=== Extract provided ===

- IATA: none; ICAO: SADM;

Summary
- Airport type: Public / Military
- Owner/Operator: Fuerza Aérea Argentina
- Location: Morón, Argentina
- Hub for: CATA (until 2004)
- Elevation AMSL: 95 ft / 29 m
- Coordinates: 34°40′35″S 58°38′34″W﻿ / ﻿34.67639°S 58.64278°W

Map
- VMR Location of the airport in Argentina

Runways
| Direction | Length |  | Surface |
| m | ft |
| 02/20 | 2,817 | 9,242 | Asphalt |
- Source: WAD SkyVector

= Morón Airport and Air Base =

Airport in Argentina

Morón Airport (Aeropuerto de Morón) is 3 km southwest of the center of Morón, a western suburb of Buenos Aires in the Buenos Aires Province of Argentina. The airport is located within a densely populated metropolitan area.

== Description ==
The airport covers an area of 439 ha. It is located about 20 km from Buenos Aires city and was the main airport in Argentina prior to the opening of Ministro Pistarini International Airport in 1944.

===

• Using the information
1. Reproduce the passage of the Morón Airport text from "Morón Airport (Aeropuerto" to "populated metropolitan area." word for word.
2. Summarize the Morón Airport text in two sentences.

=== Records ===

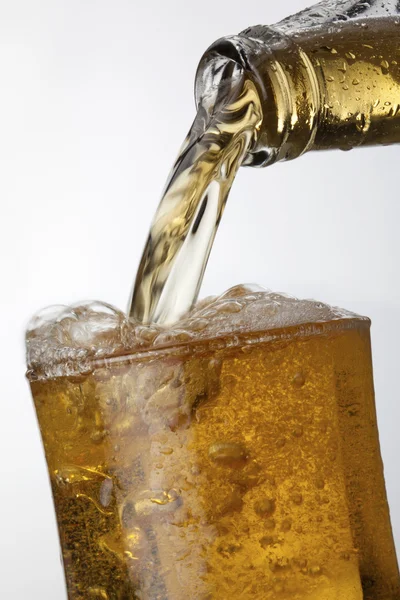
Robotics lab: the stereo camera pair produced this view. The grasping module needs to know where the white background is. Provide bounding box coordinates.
[0,0,400,600]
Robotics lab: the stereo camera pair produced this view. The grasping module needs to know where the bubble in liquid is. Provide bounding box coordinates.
[290,492,303,506]
[208,442,247,465]
[260,535,277,550]
[308,565,322,577]
[99,479,113,508]
[381,60,390,75]
[292,371,306,388]
[281,519,292,531]
[254,498,276,517]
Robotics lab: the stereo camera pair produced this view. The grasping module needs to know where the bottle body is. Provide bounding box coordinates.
[196,8,400,166]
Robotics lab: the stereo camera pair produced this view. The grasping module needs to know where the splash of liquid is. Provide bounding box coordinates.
[129,60,262,325]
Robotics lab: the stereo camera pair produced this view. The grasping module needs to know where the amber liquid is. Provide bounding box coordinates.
[32,319,400,600]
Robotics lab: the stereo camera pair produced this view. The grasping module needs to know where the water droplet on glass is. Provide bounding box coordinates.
[254,498,276,517]
[292,371,306,388]
[208,442,247,465]
[290,492,303,506]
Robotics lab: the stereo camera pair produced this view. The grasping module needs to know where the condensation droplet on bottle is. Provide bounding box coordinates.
[356,113,371,133]
[381,60,389,75]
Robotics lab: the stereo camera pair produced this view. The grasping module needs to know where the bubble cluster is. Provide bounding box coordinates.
[26,285,366,380]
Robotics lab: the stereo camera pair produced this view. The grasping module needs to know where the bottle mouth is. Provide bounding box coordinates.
[195,38,246,113]
[194,35,271,166]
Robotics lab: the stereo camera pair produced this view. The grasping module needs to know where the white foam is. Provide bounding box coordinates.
[26,285,368,379]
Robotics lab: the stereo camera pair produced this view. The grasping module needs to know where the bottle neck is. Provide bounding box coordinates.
[196,17,400,166]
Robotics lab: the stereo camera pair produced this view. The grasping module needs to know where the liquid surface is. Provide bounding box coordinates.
[26,285,361,379]
[28,286,400,600]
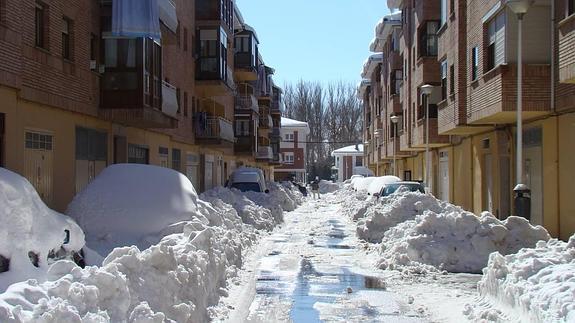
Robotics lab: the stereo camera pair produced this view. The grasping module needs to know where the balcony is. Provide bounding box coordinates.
[411,118,449,149]
[99,38,178,129]
[194,112,235,145]
[234,137,256,157]
[559,14,575,83]
[467,64,551,125]
[195,0,234,33]
[256,146,274,160]
[236,94,260,113]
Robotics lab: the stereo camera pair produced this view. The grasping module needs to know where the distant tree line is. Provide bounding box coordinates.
[283,80,363,179]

===

• Answer list
1.
Morón Airport (Aeropuerto de Morón) is 3 km southwest of the center of Morón, a western suburb of Buenos Aires in the Buenos Aires Province of Argentina. The airport is located within a densely populated metropolitan area.

2. Morón Airport is a public and military airport operated by the Fuerza Aérea Argentina, located 3 km southwest of the center of Morón, a western suburb of Buenos Aires, within a densely populated metropolitan area. Covering 439 ha about 20 km from Buenos Aires city, it was the main airport in Argentina before Ministro Pistarini International Airport opened in 1944.